Records for the exercise below:
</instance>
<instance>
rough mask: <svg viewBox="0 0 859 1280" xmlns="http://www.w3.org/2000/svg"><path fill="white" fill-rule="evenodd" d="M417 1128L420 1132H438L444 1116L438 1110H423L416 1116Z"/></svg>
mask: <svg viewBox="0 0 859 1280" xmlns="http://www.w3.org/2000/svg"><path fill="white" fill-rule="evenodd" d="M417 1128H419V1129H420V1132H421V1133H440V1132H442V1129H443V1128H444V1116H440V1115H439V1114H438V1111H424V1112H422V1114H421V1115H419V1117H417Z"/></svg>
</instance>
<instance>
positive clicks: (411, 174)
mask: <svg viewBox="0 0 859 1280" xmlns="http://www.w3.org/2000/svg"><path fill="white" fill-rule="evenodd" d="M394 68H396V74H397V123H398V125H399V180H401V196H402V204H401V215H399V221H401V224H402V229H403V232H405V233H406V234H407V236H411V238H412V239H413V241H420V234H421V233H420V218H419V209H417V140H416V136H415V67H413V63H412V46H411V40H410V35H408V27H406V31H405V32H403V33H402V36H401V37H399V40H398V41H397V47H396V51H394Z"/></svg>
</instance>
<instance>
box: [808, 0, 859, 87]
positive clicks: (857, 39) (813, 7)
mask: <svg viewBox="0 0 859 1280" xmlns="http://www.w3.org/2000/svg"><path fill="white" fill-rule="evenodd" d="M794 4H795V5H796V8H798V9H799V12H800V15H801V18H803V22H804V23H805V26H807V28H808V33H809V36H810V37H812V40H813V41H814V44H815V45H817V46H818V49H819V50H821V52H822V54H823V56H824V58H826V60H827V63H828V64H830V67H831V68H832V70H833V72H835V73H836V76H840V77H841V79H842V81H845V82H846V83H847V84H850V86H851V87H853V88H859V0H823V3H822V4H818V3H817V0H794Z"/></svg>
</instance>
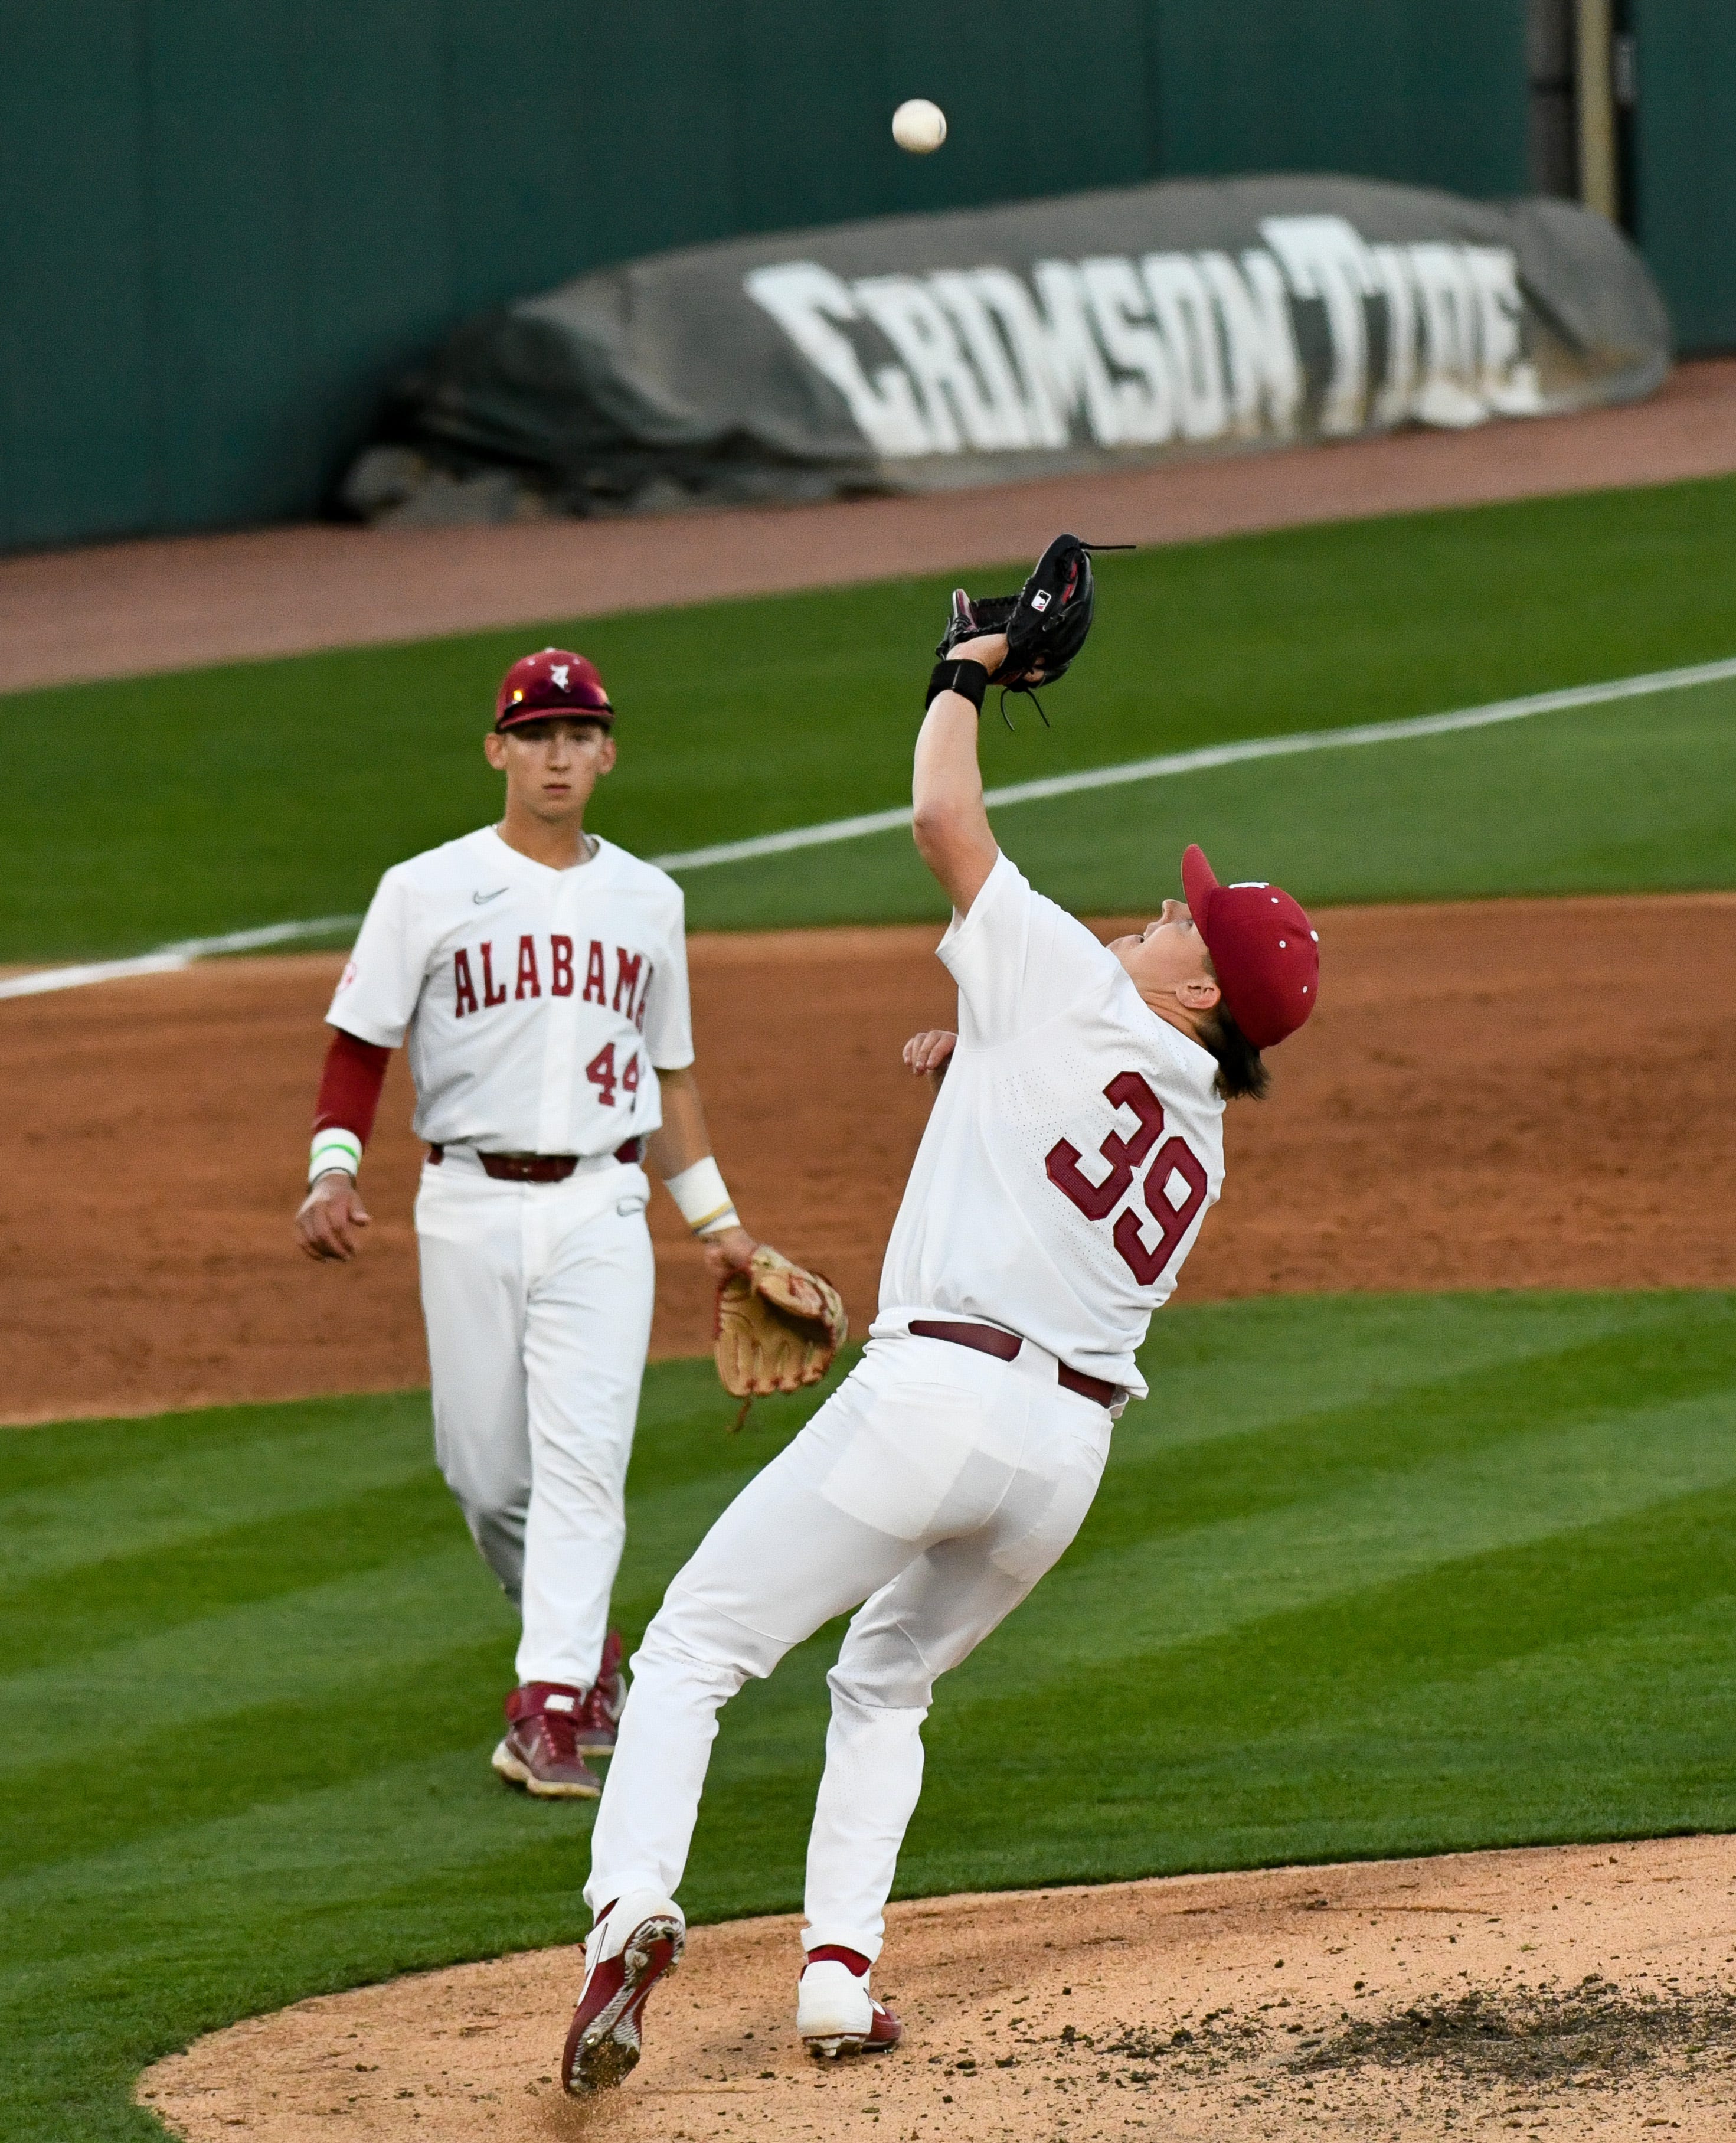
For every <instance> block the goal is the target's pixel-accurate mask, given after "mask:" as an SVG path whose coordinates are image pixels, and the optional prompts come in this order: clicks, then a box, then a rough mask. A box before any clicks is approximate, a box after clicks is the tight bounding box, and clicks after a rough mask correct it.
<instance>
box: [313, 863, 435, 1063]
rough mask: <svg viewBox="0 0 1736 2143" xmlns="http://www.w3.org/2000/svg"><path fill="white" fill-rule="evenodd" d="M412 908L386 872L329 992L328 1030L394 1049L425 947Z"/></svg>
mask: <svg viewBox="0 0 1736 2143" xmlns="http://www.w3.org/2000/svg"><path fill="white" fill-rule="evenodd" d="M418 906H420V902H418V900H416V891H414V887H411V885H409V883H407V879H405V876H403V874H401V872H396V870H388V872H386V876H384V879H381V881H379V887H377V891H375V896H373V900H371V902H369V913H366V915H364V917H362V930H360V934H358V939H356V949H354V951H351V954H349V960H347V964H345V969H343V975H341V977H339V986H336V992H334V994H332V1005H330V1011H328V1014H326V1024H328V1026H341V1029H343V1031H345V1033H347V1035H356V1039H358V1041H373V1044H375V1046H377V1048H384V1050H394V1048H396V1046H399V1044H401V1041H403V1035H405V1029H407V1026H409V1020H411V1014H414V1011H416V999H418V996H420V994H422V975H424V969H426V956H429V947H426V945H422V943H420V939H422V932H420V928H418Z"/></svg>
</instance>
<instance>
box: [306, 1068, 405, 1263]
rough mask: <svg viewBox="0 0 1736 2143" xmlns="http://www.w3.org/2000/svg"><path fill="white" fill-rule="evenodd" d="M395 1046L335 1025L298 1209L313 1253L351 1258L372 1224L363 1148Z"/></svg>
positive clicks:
End of Records for the exercise.
[The task]: Show each line from the items above that contains the string "positive".

[Result of this exercise]:
positive clicks: (411, 174)
positive clicks: (857, 39) (813, 7)
positive clicks:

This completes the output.